Reproduce the items below line for line, from the first line through the line containing "[0,88,600,337]", with both ends included. Omit the pictures from your copy.

Input data:
%%
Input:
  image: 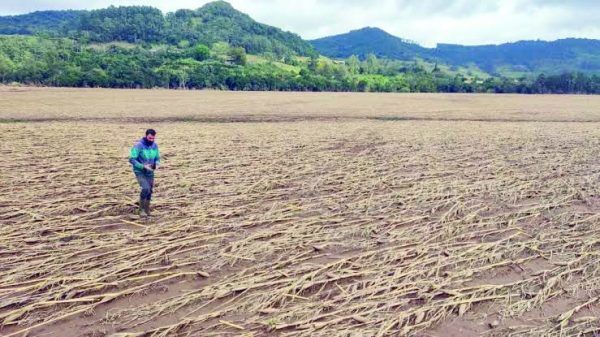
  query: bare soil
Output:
[0,87,600,337]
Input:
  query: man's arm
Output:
[154,145,160,170]
[129,145,144,170]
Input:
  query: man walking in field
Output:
[129,129,160,216]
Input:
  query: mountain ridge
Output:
[310,27,600,73]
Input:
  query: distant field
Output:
[0,87,600,337]
[0,86,600,122]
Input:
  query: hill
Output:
[310,27,431,60]
[0,10,85,35]
[0,1,314,56]
[311,27,600,75]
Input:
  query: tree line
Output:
[0,36,600,94]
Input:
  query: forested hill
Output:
[310,27,433,60]
[0,1,314,56]
[0,1,600,94]
[311,28,600,75]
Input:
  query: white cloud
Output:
[0,0,600,46]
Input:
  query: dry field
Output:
[0,88,600,337]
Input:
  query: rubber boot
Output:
[139,199,148,217]
[144,200,150,216]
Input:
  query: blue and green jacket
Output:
[129,137,160,174]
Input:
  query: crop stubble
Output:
[0,90,600,336]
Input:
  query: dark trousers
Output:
[135,172,154,200]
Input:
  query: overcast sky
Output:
[0,0,600,47]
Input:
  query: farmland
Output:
[0,87,600,337]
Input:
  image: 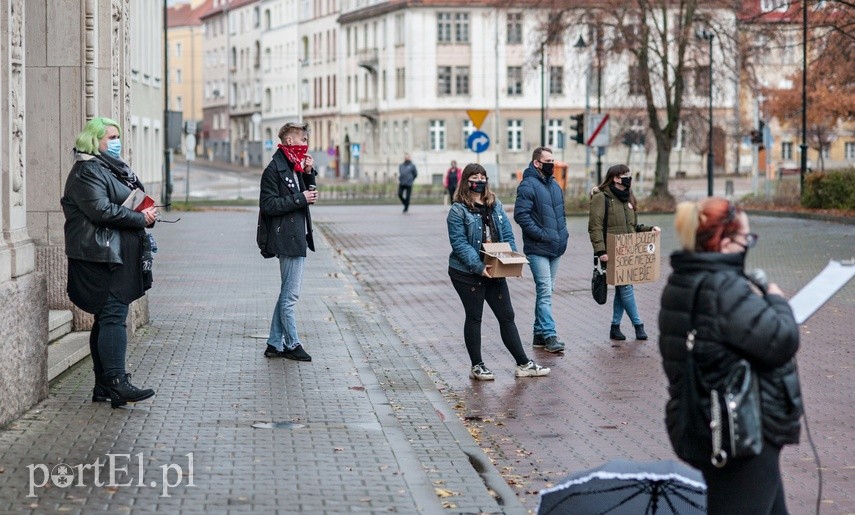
%%
Response:
Input:
  image: 
  query: bare soil
Output:
[0,87,600,337]
Input:
  query: man's arm
Output:
[154,145,160,170]
[129,145,144,170]
Input:
  query: man walking in field
Output:
[129,129,160,216]
Input:
  query: mountain ridge
Output:
[310,27,600,73]
Input:
  query: distant field
Output:
[0,87,600,337]
[0,86,600,122]
Input:
  query: hill
Output:
[310,27,431,60]
[0,10,85,35]
[0,1,314,56]
[311,27,600,75]
Input:
  query: tree line
Output:
[0,36,600,94]
Input:
  query: forested hill
Output:
[310,27,433,60]
[0,1,314,56]
[0,1,600,94]
[311,28,600,75]
Input:
  query: white cloud
Output:
[0,0,600,46]
Input:
  query: dry field
Output:
[0,88,600,337]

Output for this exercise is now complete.